Exactly reproduce the line that contains "of the exit" and all lines after it in the entries below, through the very last line.

<<<<

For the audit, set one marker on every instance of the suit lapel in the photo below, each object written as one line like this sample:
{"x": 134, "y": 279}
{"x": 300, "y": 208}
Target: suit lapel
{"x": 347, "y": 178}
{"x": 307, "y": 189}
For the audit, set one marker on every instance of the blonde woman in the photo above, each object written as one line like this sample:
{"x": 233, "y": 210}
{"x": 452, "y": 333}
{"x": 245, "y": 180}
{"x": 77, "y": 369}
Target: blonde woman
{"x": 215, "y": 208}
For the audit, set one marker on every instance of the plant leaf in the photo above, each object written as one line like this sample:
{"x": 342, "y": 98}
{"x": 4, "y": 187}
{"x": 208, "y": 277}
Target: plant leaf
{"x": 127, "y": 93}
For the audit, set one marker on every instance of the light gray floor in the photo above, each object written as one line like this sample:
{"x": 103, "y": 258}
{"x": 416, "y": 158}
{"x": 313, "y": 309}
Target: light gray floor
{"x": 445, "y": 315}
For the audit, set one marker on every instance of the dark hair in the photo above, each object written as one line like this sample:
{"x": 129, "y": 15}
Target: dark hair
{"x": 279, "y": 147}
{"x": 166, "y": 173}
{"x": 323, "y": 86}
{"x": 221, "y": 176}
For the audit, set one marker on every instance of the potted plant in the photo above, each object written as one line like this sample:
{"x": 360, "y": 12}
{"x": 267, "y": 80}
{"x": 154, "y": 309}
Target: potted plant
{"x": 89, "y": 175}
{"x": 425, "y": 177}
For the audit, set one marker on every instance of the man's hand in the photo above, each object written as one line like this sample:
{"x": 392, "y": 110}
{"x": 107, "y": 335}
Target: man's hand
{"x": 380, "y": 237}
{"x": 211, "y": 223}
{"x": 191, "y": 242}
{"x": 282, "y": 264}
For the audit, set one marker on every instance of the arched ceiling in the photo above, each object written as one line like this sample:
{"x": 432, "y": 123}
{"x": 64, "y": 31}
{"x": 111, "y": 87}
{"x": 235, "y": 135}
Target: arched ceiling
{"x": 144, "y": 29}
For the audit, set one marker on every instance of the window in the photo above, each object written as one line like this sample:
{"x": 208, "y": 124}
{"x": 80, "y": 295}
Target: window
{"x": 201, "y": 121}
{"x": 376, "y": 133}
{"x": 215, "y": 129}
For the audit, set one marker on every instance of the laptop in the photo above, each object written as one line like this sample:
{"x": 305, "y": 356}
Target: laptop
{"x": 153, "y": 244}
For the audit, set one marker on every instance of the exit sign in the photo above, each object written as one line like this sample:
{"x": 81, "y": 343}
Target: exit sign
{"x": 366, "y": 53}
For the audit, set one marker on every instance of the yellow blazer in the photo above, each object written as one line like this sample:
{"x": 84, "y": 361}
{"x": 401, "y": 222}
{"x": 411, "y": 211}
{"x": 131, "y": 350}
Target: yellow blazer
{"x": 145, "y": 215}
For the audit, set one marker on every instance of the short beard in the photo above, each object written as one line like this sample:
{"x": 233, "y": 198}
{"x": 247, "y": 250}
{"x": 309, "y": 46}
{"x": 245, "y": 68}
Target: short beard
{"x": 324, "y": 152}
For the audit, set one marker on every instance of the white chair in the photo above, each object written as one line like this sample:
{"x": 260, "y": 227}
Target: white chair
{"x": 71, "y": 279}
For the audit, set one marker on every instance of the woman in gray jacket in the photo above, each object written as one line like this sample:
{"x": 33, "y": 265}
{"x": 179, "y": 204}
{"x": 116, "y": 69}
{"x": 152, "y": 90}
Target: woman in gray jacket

>>>>

■ Task response
For the audit, set one marker on every instance of the exit sign in the photo above, each object written as one line like this sample:
{"x": 81, "y": 343}
Target: exit sign
{"x": 366, "y": 53}
For the audit, set one marker on every instance of the yellow blazer in the photo above, each object written as one line like this sample:
{"x": 84, "y": 361}
{"x": 401, "y": 222}
{"x": 411, "y": 211}
{"x": 131, "y": 350}
Target: yellow blazer
{"x": 145, "y": 215}
For the audit, set one marker on every instance of the short beard in the photo above, each object written as one line like this sample:
{"x": 233, "y": 198}
{"x": 247, "y": 250}
{"x": 309, "y": 46}
{"x": 245, "y": 68}
Target: short beard
{"x": 324, "y": 152}
For the audit, set one marker on every instance of the white chair in the photo above, each object written as one line like this sample:
{"x": 260, "y": 227}
Target: white chair
{"x": 71, "y": 279}
For the audit, set one marker on every instance of the woman in gray jacket in the photo above, each object written as one line like this sample:
{"x": 33, "y": 265}
{"x": 179, "y": 204}
{"x": 116, "y": 69}
{"x": 152, "y": 90}
Target: woman in gray jacket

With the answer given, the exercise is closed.